## [Exercise aim]
Your answer is the lines below, exactly, from the one that contains "Target: building" through the one that contains "tree canopy, giving", both included.

(Stored dataset items)
▬▬▬▬▬▬

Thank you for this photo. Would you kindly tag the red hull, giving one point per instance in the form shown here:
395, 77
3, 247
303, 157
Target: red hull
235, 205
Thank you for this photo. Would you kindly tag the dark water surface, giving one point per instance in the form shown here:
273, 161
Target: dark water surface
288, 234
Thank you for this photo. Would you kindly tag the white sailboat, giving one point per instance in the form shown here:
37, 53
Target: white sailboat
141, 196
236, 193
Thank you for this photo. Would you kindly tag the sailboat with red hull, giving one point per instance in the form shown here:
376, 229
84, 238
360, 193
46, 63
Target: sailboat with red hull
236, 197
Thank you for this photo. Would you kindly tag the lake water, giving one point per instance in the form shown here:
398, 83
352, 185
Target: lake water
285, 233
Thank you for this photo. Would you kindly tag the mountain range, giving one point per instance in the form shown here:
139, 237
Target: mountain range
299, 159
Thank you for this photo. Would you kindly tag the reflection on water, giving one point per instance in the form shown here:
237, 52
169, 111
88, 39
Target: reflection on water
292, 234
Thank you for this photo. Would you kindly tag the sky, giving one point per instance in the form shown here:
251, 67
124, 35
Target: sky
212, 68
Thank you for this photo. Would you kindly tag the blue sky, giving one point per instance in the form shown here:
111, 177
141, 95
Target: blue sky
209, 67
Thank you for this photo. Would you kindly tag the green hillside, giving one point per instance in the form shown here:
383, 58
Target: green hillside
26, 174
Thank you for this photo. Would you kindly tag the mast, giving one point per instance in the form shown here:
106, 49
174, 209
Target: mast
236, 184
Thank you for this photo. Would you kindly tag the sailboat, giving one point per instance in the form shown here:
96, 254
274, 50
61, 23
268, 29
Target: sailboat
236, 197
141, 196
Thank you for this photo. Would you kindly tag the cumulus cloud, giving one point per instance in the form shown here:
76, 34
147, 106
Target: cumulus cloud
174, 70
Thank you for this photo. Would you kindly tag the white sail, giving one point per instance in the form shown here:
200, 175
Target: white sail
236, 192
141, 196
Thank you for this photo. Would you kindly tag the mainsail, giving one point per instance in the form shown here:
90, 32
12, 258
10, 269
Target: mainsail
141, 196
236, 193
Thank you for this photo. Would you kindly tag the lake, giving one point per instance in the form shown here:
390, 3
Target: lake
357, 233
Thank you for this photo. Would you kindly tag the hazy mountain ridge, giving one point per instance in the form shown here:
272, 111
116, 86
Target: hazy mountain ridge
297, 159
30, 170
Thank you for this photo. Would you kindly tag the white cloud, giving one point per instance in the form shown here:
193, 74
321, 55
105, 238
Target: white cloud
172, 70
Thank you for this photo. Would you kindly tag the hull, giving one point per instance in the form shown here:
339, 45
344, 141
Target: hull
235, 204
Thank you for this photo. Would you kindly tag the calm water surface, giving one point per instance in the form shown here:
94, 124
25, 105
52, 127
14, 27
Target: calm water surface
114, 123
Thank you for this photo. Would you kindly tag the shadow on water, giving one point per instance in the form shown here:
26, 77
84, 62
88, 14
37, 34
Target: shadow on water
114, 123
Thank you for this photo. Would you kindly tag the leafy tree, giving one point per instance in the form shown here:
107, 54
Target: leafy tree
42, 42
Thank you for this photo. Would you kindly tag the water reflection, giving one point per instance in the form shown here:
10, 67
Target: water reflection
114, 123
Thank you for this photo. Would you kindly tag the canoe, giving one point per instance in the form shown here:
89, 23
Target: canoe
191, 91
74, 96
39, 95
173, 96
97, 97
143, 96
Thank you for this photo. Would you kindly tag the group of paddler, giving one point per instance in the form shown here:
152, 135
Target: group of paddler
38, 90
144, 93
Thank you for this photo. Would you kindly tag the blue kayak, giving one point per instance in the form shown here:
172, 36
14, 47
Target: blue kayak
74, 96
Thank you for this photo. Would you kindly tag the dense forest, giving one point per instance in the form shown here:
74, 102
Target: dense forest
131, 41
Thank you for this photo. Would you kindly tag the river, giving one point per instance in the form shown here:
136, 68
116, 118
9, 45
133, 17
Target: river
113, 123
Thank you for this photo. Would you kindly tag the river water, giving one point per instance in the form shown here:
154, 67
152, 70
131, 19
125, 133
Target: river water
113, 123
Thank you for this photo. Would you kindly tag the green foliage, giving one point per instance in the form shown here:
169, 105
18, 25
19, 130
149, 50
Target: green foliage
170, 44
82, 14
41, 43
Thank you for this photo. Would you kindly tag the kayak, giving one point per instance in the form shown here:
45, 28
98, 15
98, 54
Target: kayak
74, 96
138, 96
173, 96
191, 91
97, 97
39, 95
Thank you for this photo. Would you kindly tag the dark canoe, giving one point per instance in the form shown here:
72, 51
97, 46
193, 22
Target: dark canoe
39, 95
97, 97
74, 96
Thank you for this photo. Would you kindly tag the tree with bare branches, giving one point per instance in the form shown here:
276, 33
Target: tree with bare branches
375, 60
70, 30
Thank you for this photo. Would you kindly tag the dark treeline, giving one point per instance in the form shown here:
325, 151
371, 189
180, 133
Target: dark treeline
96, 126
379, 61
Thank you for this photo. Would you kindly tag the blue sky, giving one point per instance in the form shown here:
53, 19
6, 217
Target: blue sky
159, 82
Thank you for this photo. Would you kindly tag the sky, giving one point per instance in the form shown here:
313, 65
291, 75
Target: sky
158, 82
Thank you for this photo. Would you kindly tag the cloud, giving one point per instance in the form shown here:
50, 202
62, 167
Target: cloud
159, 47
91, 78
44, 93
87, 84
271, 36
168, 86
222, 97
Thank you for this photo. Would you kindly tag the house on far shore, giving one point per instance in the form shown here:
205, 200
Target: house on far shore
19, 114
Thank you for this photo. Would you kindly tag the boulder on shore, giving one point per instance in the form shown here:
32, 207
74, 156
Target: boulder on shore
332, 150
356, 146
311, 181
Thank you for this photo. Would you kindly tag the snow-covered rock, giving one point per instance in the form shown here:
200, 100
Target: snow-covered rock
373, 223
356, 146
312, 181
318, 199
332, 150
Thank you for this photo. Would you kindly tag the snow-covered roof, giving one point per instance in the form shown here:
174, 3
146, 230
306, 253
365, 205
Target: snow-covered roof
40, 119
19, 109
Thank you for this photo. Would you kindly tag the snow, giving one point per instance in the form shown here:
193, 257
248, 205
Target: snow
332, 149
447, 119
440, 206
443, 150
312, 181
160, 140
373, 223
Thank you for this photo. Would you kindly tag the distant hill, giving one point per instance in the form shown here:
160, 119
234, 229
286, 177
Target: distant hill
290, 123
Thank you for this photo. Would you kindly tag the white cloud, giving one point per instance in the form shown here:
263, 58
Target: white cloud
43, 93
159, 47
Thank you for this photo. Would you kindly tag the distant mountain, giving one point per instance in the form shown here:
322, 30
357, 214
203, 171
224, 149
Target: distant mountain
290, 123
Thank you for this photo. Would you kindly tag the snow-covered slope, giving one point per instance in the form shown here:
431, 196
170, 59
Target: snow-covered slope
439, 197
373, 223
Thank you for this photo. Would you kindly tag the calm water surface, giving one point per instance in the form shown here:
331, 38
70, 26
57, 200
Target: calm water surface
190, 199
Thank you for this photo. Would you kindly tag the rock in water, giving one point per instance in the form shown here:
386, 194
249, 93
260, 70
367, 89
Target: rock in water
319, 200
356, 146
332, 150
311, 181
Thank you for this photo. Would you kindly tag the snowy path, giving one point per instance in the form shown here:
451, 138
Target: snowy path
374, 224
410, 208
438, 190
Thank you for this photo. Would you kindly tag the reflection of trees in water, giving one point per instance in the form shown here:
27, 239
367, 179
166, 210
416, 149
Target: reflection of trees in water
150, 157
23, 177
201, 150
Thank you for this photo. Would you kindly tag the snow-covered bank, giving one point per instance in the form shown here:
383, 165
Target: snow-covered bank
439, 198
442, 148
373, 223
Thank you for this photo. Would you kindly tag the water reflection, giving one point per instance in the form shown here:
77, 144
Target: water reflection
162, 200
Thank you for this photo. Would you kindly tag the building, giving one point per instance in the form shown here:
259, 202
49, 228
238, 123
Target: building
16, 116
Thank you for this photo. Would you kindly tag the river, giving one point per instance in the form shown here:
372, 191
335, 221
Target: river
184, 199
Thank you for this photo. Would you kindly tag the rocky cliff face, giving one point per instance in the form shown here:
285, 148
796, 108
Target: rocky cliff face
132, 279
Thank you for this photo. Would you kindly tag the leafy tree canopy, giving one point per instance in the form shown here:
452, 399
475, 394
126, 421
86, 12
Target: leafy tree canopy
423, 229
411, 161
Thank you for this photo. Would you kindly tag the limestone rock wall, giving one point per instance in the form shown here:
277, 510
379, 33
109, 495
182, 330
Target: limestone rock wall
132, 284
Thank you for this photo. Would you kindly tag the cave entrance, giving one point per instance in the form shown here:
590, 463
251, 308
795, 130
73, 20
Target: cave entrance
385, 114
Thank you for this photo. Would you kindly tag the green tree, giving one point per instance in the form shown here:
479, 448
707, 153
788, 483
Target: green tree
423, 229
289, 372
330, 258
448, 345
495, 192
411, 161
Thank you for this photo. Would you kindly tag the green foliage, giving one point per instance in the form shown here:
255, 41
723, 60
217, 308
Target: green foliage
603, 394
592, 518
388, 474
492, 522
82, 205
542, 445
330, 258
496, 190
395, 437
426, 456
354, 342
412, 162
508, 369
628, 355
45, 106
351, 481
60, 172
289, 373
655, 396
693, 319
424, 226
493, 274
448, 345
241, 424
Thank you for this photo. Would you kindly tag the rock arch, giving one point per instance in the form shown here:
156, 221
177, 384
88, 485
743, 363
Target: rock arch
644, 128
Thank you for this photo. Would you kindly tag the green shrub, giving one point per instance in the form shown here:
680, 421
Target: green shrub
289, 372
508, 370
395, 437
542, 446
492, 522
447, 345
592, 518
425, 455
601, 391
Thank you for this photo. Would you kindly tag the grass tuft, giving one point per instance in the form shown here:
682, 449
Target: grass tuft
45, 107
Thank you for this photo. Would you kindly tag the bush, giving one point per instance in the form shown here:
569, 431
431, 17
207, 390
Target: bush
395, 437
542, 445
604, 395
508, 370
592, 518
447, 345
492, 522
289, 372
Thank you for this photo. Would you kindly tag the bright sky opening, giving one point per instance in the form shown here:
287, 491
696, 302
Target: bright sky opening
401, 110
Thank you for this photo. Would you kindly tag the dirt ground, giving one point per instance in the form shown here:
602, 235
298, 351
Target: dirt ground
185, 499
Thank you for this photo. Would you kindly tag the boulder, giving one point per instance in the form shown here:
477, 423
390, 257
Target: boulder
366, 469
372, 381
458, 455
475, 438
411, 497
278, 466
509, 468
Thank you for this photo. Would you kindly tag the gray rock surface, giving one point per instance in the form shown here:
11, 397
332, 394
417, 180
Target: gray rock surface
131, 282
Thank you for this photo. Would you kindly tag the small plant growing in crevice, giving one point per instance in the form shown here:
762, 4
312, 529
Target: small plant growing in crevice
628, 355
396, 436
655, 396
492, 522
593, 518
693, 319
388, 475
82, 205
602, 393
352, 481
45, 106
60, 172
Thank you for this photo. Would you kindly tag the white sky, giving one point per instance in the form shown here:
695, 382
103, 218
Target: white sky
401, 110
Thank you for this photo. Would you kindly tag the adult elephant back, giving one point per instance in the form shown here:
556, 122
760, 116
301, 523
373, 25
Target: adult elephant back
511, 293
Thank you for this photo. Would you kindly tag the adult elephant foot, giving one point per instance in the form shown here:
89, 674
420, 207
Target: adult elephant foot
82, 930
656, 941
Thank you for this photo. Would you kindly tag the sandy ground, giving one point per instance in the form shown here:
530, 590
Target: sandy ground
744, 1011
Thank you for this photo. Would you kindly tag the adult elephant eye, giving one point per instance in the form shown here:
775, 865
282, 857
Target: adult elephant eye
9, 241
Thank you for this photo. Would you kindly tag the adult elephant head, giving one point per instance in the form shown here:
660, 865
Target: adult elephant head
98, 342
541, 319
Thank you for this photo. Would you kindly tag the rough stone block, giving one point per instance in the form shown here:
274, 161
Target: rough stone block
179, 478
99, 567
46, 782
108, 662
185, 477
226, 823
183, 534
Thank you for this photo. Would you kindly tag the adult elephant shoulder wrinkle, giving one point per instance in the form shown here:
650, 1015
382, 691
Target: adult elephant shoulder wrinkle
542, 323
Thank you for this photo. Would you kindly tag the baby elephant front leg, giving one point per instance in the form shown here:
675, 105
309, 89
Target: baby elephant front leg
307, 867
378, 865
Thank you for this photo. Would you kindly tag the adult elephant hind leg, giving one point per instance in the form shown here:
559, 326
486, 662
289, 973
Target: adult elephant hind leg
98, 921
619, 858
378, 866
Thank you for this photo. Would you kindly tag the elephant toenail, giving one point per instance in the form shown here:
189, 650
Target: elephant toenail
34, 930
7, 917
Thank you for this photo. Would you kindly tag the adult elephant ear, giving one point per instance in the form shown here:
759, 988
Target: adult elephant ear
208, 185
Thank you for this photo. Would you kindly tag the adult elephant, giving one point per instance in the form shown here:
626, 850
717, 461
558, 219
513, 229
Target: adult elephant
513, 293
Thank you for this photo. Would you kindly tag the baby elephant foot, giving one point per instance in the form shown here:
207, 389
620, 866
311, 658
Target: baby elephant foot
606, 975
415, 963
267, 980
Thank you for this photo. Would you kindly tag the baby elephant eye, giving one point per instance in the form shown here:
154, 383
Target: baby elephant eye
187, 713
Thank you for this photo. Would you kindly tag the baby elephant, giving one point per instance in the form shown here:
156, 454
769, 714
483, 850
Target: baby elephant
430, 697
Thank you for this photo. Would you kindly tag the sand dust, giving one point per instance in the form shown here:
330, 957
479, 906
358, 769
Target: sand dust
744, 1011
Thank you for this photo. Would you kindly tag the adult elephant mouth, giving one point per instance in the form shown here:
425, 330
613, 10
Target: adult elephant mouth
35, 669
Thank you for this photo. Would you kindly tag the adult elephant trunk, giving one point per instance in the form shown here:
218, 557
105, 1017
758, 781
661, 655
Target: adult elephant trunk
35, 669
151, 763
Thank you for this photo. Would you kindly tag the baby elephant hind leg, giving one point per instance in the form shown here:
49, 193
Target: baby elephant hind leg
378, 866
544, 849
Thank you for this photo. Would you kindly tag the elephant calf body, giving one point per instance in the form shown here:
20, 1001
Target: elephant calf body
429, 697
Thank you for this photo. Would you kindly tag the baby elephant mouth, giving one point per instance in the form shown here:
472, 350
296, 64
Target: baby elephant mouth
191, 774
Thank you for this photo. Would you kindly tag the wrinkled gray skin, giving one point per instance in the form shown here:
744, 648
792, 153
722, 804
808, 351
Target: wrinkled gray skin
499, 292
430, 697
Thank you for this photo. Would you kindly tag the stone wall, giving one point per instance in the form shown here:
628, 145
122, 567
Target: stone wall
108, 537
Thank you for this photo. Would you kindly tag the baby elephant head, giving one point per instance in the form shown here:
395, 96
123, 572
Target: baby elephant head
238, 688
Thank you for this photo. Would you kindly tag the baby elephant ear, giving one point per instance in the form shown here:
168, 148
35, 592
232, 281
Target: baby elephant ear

▬▬▬▬▬▬

## [Answer to this problem]
Target: building
16, 116
Thank you for this photo. Would you kindly tag the river, giving one point per instance in the form shown here:
372, 191
335, 221
Target: river
184, 199
Thank you for this photo. Would you kindly tag the rocky cliff face, giving one point per instance in the form shown here:
285, 148
796, 108
Target: rocky cliff face
132, 279
Thank you for this photo. Would you kindly tag the leafy tree canopy, giving one point per instance in the form shown here:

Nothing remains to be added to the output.